───── RECORD LIST

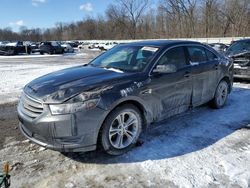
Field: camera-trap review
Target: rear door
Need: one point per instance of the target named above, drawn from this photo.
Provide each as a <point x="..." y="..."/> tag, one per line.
<point x="171" y="92"/>
<point x="204" y="72"/>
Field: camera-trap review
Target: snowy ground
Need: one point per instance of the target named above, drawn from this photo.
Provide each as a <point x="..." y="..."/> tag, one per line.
<point x="201" y="148"/>
<point x="16" y="71"/>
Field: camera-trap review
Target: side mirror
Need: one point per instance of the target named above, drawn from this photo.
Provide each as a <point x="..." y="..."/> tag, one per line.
<point x="165" y="69"/>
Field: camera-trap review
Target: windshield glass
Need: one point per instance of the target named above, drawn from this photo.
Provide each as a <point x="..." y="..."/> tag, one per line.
<point x="238" y="47"/>
<point x="126" y="58"/>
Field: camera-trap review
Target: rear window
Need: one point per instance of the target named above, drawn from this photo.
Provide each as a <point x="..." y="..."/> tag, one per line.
<point x="197" y="54"/>
<point x="210" y="55"/>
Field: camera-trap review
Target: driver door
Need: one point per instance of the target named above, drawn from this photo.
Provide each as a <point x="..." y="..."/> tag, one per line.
<point x="172" y="90"/>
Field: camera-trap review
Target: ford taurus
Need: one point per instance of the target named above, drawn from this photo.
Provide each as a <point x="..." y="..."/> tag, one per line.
<point x="111" y="100"/>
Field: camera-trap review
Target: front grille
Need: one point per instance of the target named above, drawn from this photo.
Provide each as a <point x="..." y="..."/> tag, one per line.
<point x="30" y="107"/>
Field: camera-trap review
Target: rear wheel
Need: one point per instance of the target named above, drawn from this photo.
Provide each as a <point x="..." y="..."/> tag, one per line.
<point x="121" y="130"/>
<point x="221" y="95"/>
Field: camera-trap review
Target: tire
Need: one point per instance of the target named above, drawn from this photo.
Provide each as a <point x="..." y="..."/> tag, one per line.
<point x="221" y="95"/>
<point x="117" y="137"/>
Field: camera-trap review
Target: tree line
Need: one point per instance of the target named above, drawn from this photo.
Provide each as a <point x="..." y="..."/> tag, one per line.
<point x="142" y="19"/>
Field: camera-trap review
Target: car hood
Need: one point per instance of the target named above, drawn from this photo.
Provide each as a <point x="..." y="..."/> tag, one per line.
<point x="62" y="85"/>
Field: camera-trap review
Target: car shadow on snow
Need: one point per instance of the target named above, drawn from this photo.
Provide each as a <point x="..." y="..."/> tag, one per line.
<point x="183" y="134"/>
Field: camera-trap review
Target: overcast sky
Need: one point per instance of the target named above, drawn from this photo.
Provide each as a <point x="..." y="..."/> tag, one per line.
<point x="45" y="13"/>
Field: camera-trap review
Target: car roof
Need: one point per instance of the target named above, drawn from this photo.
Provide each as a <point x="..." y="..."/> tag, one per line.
<point x="161" y="43"/>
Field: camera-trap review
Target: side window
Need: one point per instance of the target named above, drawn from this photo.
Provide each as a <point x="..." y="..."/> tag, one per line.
<point x="175" y="56"/>
<point x="197" y="54"/>
<point x="210" y="55"/>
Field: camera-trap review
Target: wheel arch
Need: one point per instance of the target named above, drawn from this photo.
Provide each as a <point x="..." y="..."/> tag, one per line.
<point x="227" y="79"/>
<point x="134" y="102"/>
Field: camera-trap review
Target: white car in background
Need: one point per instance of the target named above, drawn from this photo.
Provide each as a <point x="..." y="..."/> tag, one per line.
<point x="67" y="48"/>
<point x="108" y="45"/>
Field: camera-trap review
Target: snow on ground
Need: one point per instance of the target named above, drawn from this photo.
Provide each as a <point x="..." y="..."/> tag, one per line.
<point x="200" y="148"/>
<point x="17" y="71"/>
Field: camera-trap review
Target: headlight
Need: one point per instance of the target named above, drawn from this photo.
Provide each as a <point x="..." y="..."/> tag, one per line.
<point x="76" y="104"/>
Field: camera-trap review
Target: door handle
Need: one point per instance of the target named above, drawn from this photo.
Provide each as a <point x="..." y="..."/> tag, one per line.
<point x="187" y="74"/>
<point x="216" y="66"/>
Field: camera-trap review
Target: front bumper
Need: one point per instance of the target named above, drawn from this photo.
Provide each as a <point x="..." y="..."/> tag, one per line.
<point x="76" y="132"/>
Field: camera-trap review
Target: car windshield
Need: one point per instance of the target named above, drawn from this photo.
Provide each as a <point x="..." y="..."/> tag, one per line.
<point x="126" y="58"/>
<point x="238" y="47"/>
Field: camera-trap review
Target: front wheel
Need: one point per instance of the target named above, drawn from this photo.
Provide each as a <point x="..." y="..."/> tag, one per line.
<point x="121" y="130"/>
<point x="221" y="95"/>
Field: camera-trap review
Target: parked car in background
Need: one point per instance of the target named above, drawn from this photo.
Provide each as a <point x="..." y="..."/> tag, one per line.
<point x="107" y="45"/>
<point x="51" y="47"/>
<point x="67" y="48"/>
<point x="120" y="93"/>
<point x="73" y="44"/>
<point x="35" y="47"/>
<point x="219" y="47"/>
<point x="14" y="48"/>
<point x="239" y="51"/>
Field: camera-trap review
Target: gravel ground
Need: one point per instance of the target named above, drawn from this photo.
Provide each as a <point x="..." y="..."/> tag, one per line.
<point x="200" y="148"/>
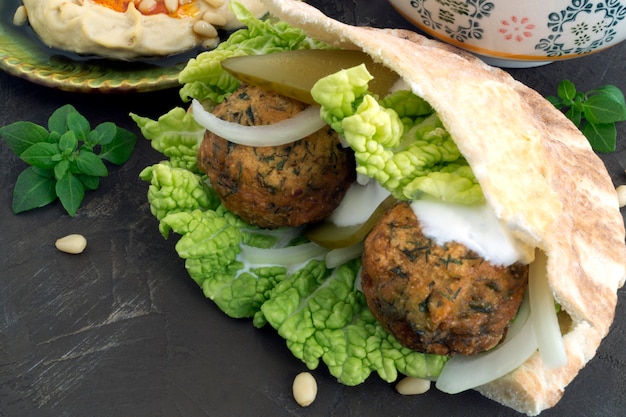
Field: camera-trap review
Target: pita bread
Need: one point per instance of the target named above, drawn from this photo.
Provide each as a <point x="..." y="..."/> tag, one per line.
<point x="536" y="170"/>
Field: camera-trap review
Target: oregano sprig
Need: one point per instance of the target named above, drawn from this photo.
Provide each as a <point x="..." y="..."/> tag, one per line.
<point x="66" y="159"/>
<point x="594" y="113"/>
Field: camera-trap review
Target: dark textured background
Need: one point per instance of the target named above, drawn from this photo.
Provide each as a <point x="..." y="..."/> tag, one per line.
<point x="122" y="331"/>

──────────

[INSTRUCTIONS TO FOLLOW]: Without the pictures, print the records in full, exactly as they appear.

[ANSWER FOR THE TASK]:
Field: camera-trap review
Target: rear door
Need: one point per instance of the target named above, drawn from this photo.
Provide each as a <point x="..." y="..."/> tag, one per line.
<point x="171" y="92"/>
<point x="204" y="72"/>
Field: camera-trap review
Target: snowy ground
Need: one point per instance of the target named above, drawn from this photo.
Provide each as a <point x="..." y="..."/> tag, one per line.
<point x="201" y="148"/>
<point x="16" y="71"/>
Field: camera-trap review
Target: side mirror
Need: one point per instance of the target named above, drawn from this photo.
Provide each as a <point x="..." y="..."/> tag, one per line.
<point x="165" y="69"/>
Field: camera-trap review
Target: windshield glass
Need: one point per instance of the target named above, drawn from this photo.
Provide each as a <point x="..." y="..."/> tag, one per line.
<point x="238" y="47"/>
<point x="126" y="58"/>
Field: camera-trap review
Target: rear window
Need: one point per instance of the target named above, drawn from this photo.
Provide each as a <point x="..." y="..."/> tag, one per line.
<point x="197" y="54"/>
<point x="210" y="55"/>
Field: camera-trap review
Target: driver door
Need: one point per instance of the target named above, drawn from this photo.
Provide each as a <point x="..." y="..."/> tag, one per line.
<point x="172" y="90"/>
Field: camera-trap review
Target: ford taurus
Need: one point per instance of the target named above, drawn from this photo.
Provide each as a <point x="..." y="..."/> tag, one per line.
<point x="111" y="100"/>
Field: camera-trap review
Target: front grille
Need: one point per instance of the target named above, drawn from this photo.
Provide each as a <point x="..." y="..."/> tag, one per line.
<point x="30" y="107"/>
Field: camera-trap review
Target: rear wheel
Need: one point per instance of the target named above, drawn from this photo.
Provide each as a <point x="..." y="..."/> tag, one per line.
<point x="121" y="130"/>
<point x="221" y="95"/>
Field: camera-trap review
Target: tire
Need: one point per instance of the target named above, drawn from this photo.
Provide each as a <point x="..." y="..."/> tag, one per line.
<point x="221" y="95"/>
<point x="117" y="137"/>
Field: camera-trap review
Target: tree line
Need: one point per instance of the target named above, drawn from this photo.
Provide each as a <point x="..." y="..."/> tag, one per line.
<point x="142" y="19"/>
Field: camera-trap review
Target: car hood
Need: one point per instance of the target named above, drawn from this photo.
Provide each as a <point x="..." y="..."/> tag, one per line.
<point x="62" y="85"/>
Field: camera-trap review
Target: car shadow on snow
Need: one point per instance of the target named above, drawn from this photo.
Provide each as a <point x="..." y="..."/> tag, one per line.
<point x="183" y="134"/>
Field: camera-trap review
Target: overcast sky
Need: one point per instance of the target named above, drawn from this photo.
Provide each as a <point x="..." y="..."/> tag, one per line.
<point x="45" y="13"/>
Field: camera-trap review
Target: car roof
Need: one point per instance of the target named above, drawn from this photo.
Provide each as a <point x="..." y="..."/> tag, one per line.
<point x="161" y="43"/>
Field: camera-trap review
Target: side window
Need: one point per instance of the target named above, drawn from this photo.
Provide each as a <point x="..." y="..."/> tag, one per line.
<point x="175" y="56"/>
<point x="197" y="54"/>
<point x="210" y="55"/>
Field: camera-trap review
Target: wheel arch
Need: one point per instance of the target named above, drawn from this photo.
Provide each as a <point x="..." y="..."/> tag, one per line.
<point x="227" y="79"/>
<point x="134" y="102"/>
Field: camera-trap review
Target: white car in background
Need: one point per instance of the target named above, drawn from this photo.
Provide each as a <point x="..." y="..."/> tag, one per line.
<point x="67" y="48"/>
<point x="108" y="45"/>
Field: camera-trap review
Target: snow on ground
Need: one point per instance of the target named above, drawn from this photo.
Provide each as a <point x="..." y="..."/> tag, one per line.
<point x="200" y="148"/>
<point x="17" y="71"/>
Field: camera-trap review
Target: headlight
Need: one point per instance of the target named above, drawn from this photo.
Provide each as a <point x="..." y="..."/> tag, one per line.
<point x="76" y="104"/>
Field: camera-trap review
Target: door handle
Need: one point per instance of the target named above, drawn from this photo.
Provide each as a <point x="..." y="..."/> tag, one per line.
<point x="187" y="74"/>
<point x="216" y="66"/>
Field: camera-trap review
Target: front bumper
Need: one point per instance of the target named above, drawn from this photo.
Provide each as a <point x="..." y="..."/> tag, one per line.
<point x="76" y="132"/>
Field: camera-trap review
Target: car windshield
Need: one point per instance of the target named above, drawn from this photo.
Provide each as a <point x="..." y="..."/> tag, one per line.
<point x="126" y="58"/>
<point x="238" y="47"/>
Field: camera-trap review
Target: front wheel
Need: one point per instance of the target named above, drawn from this photo.
Provide each as a <point x="..." y="..."/> tag, one per line.
<point x="121" y="130"/>
<point x="221" y="95"/>
Field: camera-trap review
Target: parked car in background
Need: one point per instance of the target named above, drawn from this photo.
Provide each as a <point x="..." y="..."/> tag, one per line.
<point x="107" y="45"/>
<point x="51" y="47"/>
<point x="67" y="48"/>
<point x="120" y="93"/>
<point x="73" y="44"/>
<point x="35" y="47"/>
<point x="219" y="47"/>
<point x="14" y="48"/>
<point x="239" y="51"/>
Field: camera-trap review
Target: gravel ground
Need: one point per instance of the target named above, drawn from this photo.
Provide each as a <point x="..." y="..."/> tag, one per line.
<point x="200" y="148"/>
Field: camera-trap review
Target: pita bread
Need: one point per instance of the target named above, drawn from this photo.
Provide each as a <point x="..." y="..."/> tag, one per line.
<point x="536" y="170"/>
Field: camera-trap review
Target: oregano sprig
Need: one point per instance of the target named above, drawn from this photo.
Provide each as a <point x="..." y="..."/> tag, one per line.
<point x="66" y="159"/>
<point x="594" y="113"/>
Field: camera-trap review
Target: dark textured background
Need: one point per instance of the target named above, drawn from this photo.
Provide each as a <point x="..." y="..."/> tag, one per line.
<point x="122" y="331"/>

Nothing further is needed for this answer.